Excerpts from a dataset –

——————————

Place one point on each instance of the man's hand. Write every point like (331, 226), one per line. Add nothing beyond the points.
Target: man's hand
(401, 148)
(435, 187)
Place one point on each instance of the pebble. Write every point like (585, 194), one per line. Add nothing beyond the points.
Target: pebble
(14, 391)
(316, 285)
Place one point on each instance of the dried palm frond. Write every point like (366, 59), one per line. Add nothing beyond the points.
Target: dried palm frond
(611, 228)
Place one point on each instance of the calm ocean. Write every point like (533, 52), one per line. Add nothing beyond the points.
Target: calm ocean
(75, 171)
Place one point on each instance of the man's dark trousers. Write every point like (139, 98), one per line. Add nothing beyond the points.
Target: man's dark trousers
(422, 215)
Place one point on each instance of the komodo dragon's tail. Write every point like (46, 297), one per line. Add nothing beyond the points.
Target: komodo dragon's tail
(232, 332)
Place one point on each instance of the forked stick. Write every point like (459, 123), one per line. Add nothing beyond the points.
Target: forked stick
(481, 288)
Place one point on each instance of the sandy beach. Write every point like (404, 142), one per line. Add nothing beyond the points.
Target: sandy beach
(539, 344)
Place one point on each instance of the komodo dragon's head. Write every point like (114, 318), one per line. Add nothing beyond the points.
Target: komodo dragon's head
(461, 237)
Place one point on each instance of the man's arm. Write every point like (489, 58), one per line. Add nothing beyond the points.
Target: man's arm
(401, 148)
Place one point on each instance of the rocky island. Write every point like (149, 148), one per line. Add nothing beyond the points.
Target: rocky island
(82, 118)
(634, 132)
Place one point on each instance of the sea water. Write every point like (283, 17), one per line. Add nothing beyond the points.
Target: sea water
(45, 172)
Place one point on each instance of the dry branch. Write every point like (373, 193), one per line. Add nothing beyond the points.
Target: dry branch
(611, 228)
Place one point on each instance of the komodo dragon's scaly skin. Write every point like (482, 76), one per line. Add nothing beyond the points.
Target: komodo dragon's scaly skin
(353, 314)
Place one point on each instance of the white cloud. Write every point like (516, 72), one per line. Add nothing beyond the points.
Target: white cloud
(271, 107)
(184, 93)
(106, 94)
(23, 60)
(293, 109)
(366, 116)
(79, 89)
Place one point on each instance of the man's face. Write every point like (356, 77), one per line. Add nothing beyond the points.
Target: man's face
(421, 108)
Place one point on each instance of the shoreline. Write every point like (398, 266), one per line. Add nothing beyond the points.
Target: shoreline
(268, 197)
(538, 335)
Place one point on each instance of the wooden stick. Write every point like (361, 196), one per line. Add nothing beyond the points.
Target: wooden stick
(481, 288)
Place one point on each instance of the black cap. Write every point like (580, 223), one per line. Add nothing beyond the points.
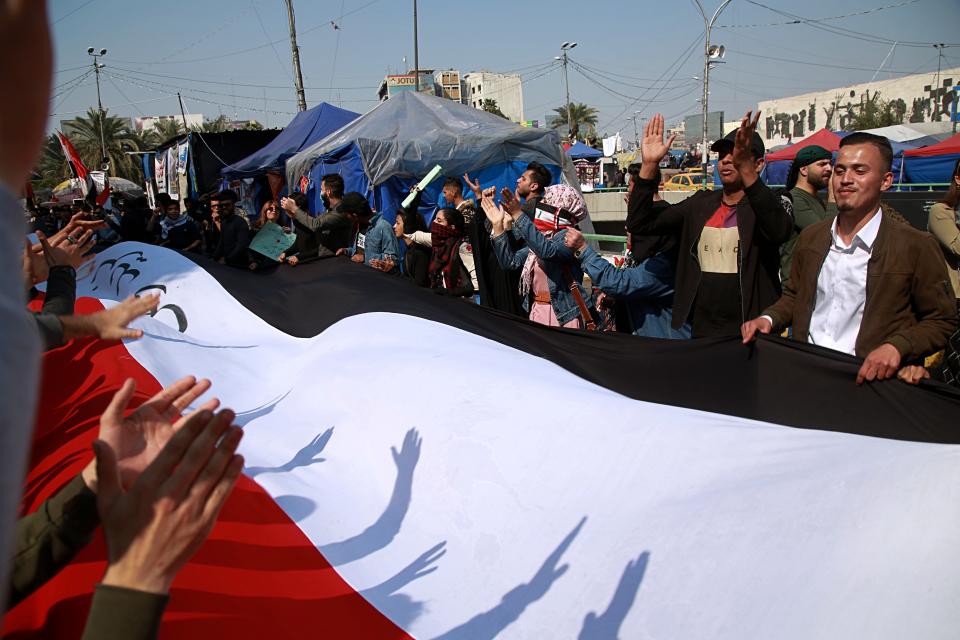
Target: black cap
(355, 203)
(727, 142)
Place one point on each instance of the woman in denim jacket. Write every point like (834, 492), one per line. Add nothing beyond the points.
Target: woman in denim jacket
(548, 265)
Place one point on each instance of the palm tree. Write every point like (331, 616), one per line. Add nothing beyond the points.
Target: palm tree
(580, 114)
(118, 138)
(167, 129)
(217, 125)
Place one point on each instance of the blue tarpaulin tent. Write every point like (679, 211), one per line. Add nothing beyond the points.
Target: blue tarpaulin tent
(580, 151)
(385, 151)
(306, 128)
(932, 164)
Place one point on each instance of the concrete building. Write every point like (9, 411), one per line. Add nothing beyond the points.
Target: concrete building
(148, 123)
(448, 84)
(391, 85)
(917, 98)
(506, 89)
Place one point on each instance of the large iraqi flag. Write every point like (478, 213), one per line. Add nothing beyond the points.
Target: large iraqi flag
(421, 467)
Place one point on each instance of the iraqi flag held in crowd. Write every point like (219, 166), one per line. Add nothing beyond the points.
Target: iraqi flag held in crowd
(418, 466)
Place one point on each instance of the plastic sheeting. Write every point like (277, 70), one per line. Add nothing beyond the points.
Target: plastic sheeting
(396, 143)
(306, 128)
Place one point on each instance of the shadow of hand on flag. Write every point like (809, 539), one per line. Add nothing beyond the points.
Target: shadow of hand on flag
(399, 607)
(607, 625)
(379, 534)
(303, 458)
(490, 624)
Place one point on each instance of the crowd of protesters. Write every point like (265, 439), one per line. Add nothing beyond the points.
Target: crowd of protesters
(836, 270)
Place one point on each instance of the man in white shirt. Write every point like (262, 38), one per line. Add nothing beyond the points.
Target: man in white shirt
(863, 283)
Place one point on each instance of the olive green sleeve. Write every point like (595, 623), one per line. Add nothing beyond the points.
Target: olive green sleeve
(49, 538)
(124, 613)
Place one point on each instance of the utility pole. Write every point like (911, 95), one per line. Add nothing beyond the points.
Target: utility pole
(566, 46)
(416, 51)
(297, 75)
(936, 89)
(183, 113)
(97, 65)
(710, 54)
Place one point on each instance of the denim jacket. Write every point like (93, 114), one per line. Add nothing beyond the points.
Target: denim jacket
(379, 241)
(647, 289)
(554, 255)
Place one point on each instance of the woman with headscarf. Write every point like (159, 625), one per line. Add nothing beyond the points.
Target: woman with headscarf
(944, 224)
(549, 271)
(452, 271)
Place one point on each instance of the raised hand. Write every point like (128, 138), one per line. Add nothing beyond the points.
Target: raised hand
(69, 250)
(153, 528)
(652, 147)
(77, 224)
(494, 214)
(474, 186)
(288, 205)
(749, 330)
(409, 451)
(510, 203)
(138, 438)
(742, 150)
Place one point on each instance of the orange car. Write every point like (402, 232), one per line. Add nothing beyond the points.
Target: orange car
(688, 181)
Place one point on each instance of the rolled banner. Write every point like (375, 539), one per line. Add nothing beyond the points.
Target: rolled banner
(427, 179)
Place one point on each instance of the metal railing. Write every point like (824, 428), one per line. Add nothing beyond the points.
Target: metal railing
(897, 186)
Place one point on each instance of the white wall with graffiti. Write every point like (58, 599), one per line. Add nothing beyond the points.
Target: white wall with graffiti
(910, 99)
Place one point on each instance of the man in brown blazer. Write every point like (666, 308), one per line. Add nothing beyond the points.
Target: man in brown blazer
(863, 283)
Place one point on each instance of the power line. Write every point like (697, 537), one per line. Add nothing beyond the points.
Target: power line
(238, 84)
(848, 33)
(248, 49)
(800, 21)
(204, 100)
(679, 63)
(67, 15)
(275, 53)
(817, 64)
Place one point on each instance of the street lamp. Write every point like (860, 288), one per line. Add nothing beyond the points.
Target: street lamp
(711, 55)
(97, 65)
(566, 46)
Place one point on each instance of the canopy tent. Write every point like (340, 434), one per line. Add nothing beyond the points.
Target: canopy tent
(400, 140)
(580, 151)
(306, 128)
(934, 163)
(778, 162)
(897, 133)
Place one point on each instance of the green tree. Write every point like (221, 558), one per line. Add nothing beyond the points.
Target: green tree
(876, 112)
(581, 116)
(217, 125)
(490, 106)
(118, 139)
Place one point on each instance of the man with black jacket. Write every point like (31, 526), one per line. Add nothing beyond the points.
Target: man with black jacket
(729, 240)
(234, 231)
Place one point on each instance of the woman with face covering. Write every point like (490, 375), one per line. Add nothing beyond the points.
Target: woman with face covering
(416, 255)
(269, 212)
(548, 267)
(452, 270)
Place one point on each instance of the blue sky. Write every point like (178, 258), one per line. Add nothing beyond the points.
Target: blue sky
(233, 57)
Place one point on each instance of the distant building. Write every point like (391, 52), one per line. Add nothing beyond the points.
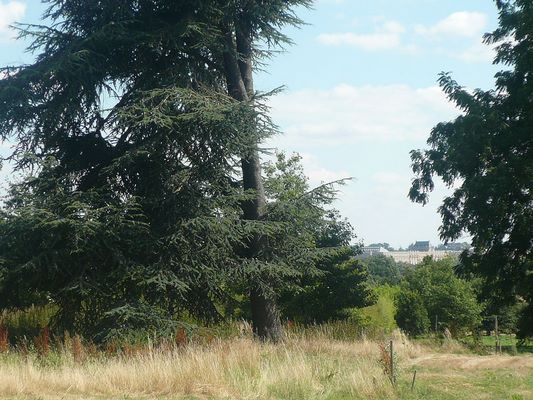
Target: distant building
(420, 245)
(415, 257)
(368, 251)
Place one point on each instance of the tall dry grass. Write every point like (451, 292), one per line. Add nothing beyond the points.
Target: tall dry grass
(240, 368)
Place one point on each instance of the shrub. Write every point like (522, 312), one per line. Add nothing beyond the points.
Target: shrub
(412, 316)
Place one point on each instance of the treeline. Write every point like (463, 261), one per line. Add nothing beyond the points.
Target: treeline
(143, 203)
(431, 297)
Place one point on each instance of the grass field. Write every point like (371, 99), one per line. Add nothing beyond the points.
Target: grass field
(312, 368)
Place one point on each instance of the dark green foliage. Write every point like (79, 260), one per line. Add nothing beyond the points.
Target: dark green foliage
(487, 153)
(131, 139)
(411, 315)
(384, 270)
(451, 299)
(338, 281)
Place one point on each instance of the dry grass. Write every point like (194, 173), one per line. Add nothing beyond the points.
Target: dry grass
(311, 368)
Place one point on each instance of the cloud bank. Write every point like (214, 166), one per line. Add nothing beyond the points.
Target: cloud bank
(10, 12)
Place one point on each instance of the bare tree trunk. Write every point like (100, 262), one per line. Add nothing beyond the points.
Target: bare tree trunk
(239, 75)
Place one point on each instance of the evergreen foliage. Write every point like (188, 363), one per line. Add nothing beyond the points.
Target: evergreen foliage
(487, 154)
(137, 128)
(431, 289)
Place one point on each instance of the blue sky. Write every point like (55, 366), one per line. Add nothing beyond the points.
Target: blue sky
(360, 93)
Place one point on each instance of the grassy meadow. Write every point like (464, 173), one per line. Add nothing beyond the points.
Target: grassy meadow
(311, 366)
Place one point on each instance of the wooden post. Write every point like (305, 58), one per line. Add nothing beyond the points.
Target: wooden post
(496, 333)
(393, 380)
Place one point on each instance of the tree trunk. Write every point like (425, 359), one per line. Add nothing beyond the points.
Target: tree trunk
(239, 75)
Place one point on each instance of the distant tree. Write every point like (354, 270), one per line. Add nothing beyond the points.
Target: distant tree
(487, 155)
(385, 245)
(144, 114)
(411, 314)
(340, 282)
(383, 269)
(443, 294)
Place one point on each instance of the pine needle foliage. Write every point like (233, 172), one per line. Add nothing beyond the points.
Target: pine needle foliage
(131, 140)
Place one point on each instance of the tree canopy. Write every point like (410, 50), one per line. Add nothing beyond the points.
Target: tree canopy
(138, 129)
(486, 154)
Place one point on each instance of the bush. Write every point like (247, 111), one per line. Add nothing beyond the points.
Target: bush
(434, 287)
(412, 315)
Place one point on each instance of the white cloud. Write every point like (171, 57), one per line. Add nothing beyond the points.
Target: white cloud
(348, 114)
(463, 23)
(386, 36)
(478, 52)
(9, 13)
(318, 174)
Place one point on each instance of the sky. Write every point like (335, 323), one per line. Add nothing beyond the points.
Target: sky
(360, 92)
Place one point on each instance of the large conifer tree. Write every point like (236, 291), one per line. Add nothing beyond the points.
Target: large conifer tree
(132, 120)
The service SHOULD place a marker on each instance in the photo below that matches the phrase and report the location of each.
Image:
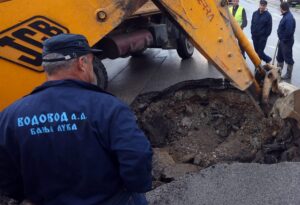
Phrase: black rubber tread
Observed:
(182, 49)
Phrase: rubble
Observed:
(199, 126)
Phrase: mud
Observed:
(194, 125)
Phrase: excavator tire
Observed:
(101, 74)
(185, 48)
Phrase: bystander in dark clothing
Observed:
(239, 14)
(71, 143)
(285, 32)
(261, 28)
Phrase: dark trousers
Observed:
(259, 46)
(285, 52)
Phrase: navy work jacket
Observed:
(286, 28)
(261, 24)
(68, 142)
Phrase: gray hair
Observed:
(52, 67)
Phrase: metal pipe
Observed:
(122, 45)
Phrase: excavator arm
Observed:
(26, 23)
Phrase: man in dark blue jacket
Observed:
(69, 142)
(261, 28)
(285, 32)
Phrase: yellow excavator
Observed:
(128, 27)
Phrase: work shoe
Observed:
(288, 74)
(280, 66)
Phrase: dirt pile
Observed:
(193, 125)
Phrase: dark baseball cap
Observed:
(69, 45)
(263, 2)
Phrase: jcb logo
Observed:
(22, 43)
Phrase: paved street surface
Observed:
(235, 184)
(159, 69)
(231, 184)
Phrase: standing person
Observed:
(69, 142)
(239, 14)
(285, 32)
(261, 28)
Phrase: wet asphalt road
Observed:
(158, 69)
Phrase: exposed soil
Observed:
(193, 127)
(196, 124)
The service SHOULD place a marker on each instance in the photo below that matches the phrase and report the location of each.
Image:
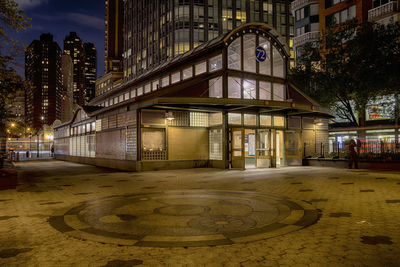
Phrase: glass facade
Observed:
(158, 30)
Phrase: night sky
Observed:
(59, 17)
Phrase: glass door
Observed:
(263, 148)
(237, 148)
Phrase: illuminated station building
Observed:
(225, 103)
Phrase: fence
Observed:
(369, 150)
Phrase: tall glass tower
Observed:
(158, 30)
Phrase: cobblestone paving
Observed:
(359, 222)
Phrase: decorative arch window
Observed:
(243, 48)
(265, 66)
(235, 54)
(249, 48)
(278, 64)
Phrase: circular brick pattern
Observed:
(185, 218)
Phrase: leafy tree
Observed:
(11, 19)
(351, 66)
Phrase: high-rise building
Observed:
(67, 103)
(73, 46)
(158, 30)
(90, 70)
(17, 108)
(384, 11)
(334, 12)
(43, 72)
(113, 35)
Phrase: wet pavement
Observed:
(64, 214)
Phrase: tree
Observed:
(11, 19)
(355, 64)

——————————

EXERCISE GOAL – The answer must be a single number: how many lines of the records contain the string "work".

ANSWER TO THE PROBLEM – 2